> PROVIDED DATA:
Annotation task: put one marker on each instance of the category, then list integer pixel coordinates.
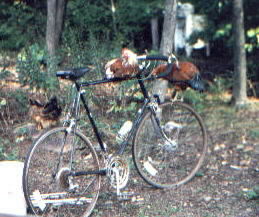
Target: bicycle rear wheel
(48, 187)
(170, 154)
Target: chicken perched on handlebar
(124, 66)
(183, 74)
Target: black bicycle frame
(91, 119)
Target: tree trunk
(239, 86)
(166, 46)
(154, 32)
(55, 14)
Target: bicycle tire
(167, 163)
(47, 189)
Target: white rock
(12, 200)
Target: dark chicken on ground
(45, 115)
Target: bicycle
(62, 172)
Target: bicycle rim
(48, 189)
(172, 157)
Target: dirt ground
(226, 185)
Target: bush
(31, 66)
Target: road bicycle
(63, 170)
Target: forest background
(90, 33)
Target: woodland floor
(227, 184)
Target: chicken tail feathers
(197, 83)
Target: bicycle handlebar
(153, 57)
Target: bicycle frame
(147, 100)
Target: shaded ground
(226, 185)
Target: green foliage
(19, 24)
(252, 194)
(6, 144)
(31, 65)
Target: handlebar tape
(168, 70)
(153, 57)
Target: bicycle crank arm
(85, 173)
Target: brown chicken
(47, 115)
(124, 66)
(183, 75)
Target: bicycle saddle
(72, 74)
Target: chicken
(45, 115)
(183, 75)
(124, 66)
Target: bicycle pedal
(128, 195)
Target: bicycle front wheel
(169, 152)
(48, 186)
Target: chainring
(117, 172)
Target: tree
(240, 78)
(166, 46)
(55, 14)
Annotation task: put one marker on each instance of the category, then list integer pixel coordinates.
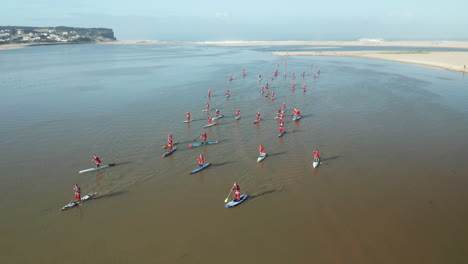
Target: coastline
(448, 60)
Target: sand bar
(449, 60)
(433, 44)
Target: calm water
(391, 187)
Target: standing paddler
(261, 150)
(236, 189)
(201, 160)
(77, 190)
(96, 160)
(204, 136)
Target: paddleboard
(100, 168)
(316, 162)
(209, 125)
(218, 117)
(73, 204)
(261, 157)
(175, 143)
(234, 203)
(201, 168)
(169, 152)
(202, 144)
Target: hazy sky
(210, 20)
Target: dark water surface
(391, 187)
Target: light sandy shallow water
(391, 188)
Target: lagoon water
(391, 187)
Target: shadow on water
(277, 153)
(220, 164)
(330, 158)
(108, 195)
(254, 196)
(122, 163)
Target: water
(391, 188)
(317, 48)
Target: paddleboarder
(236, 189)
(261, 150)
(281, 128)
(204, 136)
(96, 160)
(281, 119)
(77, 190)
(316, 154)
(201, 160)
(257, 117)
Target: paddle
(227, 198)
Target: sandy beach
(449, 60)
(438, 44)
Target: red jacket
(96, 160)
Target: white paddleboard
(209, 125)
(261, 157)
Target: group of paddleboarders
(297, 112)
(201, 159)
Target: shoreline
(448, 60)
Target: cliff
(50, 35)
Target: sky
(249, 20)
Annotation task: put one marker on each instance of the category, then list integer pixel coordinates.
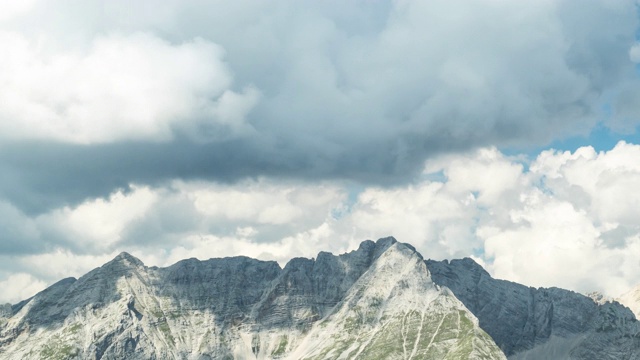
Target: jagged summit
(380, 301)
(334, 306)
(126, 259)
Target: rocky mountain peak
(127, 260)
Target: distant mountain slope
(373, 303)
(530, 323)
(632, 300)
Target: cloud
(128, 126)
(20, 286)
(563, 219)
(226, 91)
(123, 87)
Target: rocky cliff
(376, 302)
(530, 323)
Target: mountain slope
(530, 323)
(377, 300)
(632, 300)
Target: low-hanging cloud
(563, 219)
(231, 90)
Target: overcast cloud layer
(278, 129)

> EXERCISE BRIEF:
None of the pictures should be copied, but every record above must be restated in full.

> SOLUTION FOR THIS EXERCISE:
Annotation task: put one marker on each instance of the category, then list integer pixel coordinates.
Target: bicycle rear wheel
(48, 187)
(170, 154)
Target: chicken perched on handlebar
(124, 66)
(183, 74)
Target: black bicycle frame
(91, 119)
Target: tree trunk
(239, 86)
(166, 46)
(154, 32)
(55, 14)
Target: bicycle tire
(167, 163)
(47, 189)
Target: white rock
(12, 200)
Target: dark chicken on ground
(45, 115)
Target: bicycle
(62, 172)
Target: bicycle rim
(48, 189)
(172, 157)
Target: dirt ground
(226, 185)
Target: bush
(31, 66)
Target: road bicycle
(63, 170)
Target: forest background
(90, 33)
Target: woodland floor
(227, 184)
Target: chicken tail feathers
(197, 83)
Target: bicycle handlebar
(153, 57)
Target: bicycle frame
(147, 100)
Target: shaded ground
(226, 185)
Target: green foliage
(19, 24)
(252, 194)
(6, 144)
(31, 65)
Target: handlebar tape
(168, 70)
(153, 57)
Target: bicycle crank arm
(85, 173)
Target: brown chicken
(47, 115)
(124, 66)
(183, 75)
Target: bicycle saddle
(72, 74)
Target: chicken
(45, 115)
(183, 75)
(124, 66)
Target: bicycle pedal
(128, 195)
Target: bicycle front wheel
(169, 152)
(48, 186)
Target: chainring
(117, 172)
Target: tree
(240, 78)
(166, 46)
(55, 14)
Annotation task: put one marker on each instance of the category, then list integer pixel coordinates.
Target: coastline
(448, 60)
Target: sand bar
(449, 60)
(433, 44)
Target: calm water
(391, 187)
Target: standing paddler
(261, 150)
(236, 189)
(201, 160)
(77, 190)
(96, 160)
(204, 136)
Target: paddleboard
(100, 168)
(316, 162)
(209, 125)
(218, 117)
(73, 204)
(261, 157)
(175, 143)
(234, 203)
(201, 168)
(169, 152)
(202, 144)
Target: hazy sky
(210, 20)
Target: dark water surface
(391, 187)
Target: light sandy shallow water
(391, 188)
Target: lagoon water
(391, 187)
Target: shadow on water
(277, 153)
(220, 164)
(330, 158)
(108, 195)
(254, 196)
(122, 163)
Target: water
(391, 188)
(317, 48)
Target: paddleboarder
(236, 189)
(261, 150)
(281, 128)
(204, 136)
(96, 160)
(281, 119)
(77, 190)
(316, 154)
(201, 160)
(257, 117)
Target: paddle
(227, 198)
Target: sandy beach
(449, 60)
(438, 44)
Target: red jacket
(96, 160)
Target: white paddleboard
(209, 125)
(261, 157)
Target: group of paddleboarders
(297, 112)
(201, 159)
Target: shoreline
(448, 60)
Target: cliff
(50, 35)
Target: sky
(249, 20)
Annotation task: put one marker on each instance of the category, then list integer pixel coordinates.
Target: jagged summit
(380, 301)
(334, 306)
(126, 259)
Target: rocky mountain peak
(127, 260)
Target: distant mountain slope
(373, 303)
(530, 323)
(632, 300)
Target: cloud
(128, 126)
(20, 286)
(563, 219)
(226, 91)
(123, 87)
Target: rocky cliff
(376, 302)
(530, 323)
Target: mountain slope
(530, 323)
(377, 300)
(632, 300)
Target: low-hanging cloud
(563, 219)
(231, 90)
Target: overcast cloud layer
(278, 129)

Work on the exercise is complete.